→ Task directions
Please pick out each line in the records below that contains the word "object" and copy those lines.

____

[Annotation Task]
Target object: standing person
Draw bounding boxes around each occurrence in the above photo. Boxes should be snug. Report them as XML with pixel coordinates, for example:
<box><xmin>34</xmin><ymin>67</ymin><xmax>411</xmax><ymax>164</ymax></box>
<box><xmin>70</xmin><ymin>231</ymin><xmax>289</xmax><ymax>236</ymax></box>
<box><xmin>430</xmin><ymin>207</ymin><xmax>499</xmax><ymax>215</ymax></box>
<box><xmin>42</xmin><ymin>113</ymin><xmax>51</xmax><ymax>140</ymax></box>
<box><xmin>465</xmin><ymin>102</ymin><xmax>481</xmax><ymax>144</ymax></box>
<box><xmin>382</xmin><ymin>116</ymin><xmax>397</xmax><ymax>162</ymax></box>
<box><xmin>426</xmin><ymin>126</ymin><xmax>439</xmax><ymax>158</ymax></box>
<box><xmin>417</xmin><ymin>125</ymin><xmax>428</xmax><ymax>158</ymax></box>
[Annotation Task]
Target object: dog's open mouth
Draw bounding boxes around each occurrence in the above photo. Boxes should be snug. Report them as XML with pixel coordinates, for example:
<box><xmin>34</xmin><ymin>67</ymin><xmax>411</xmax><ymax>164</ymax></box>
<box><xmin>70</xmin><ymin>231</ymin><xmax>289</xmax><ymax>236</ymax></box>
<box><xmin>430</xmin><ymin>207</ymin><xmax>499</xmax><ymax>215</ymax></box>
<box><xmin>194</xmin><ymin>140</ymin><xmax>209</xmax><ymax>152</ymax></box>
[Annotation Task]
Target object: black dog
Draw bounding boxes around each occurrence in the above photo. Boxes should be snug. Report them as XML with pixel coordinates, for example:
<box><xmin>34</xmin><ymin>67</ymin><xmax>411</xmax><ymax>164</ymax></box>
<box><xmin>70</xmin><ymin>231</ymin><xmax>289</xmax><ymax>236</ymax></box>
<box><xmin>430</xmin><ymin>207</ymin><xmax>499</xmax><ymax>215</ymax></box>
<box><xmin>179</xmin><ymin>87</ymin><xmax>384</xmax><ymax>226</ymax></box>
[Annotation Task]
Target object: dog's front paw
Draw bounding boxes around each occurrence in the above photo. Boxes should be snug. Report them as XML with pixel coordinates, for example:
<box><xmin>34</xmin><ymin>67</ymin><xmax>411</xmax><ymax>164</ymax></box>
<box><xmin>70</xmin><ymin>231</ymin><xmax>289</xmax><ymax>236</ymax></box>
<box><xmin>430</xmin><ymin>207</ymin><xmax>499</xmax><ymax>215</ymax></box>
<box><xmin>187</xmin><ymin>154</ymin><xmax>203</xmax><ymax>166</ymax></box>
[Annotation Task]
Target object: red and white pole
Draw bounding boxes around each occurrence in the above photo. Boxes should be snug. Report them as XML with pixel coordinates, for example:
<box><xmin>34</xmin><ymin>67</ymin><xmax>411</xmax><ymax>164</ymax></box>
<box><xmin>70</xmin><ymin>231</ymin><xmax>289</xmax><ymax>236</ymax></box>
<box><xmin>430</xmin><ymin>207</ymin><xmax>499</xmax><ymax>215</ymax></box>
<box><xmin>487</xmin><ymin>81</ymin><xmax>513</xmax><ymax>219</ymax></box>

____

→ Response
Target object: standing person
Target object: dog's open mouth
Target object: black dog
Target object: dog's front paw
Target object: red and white pole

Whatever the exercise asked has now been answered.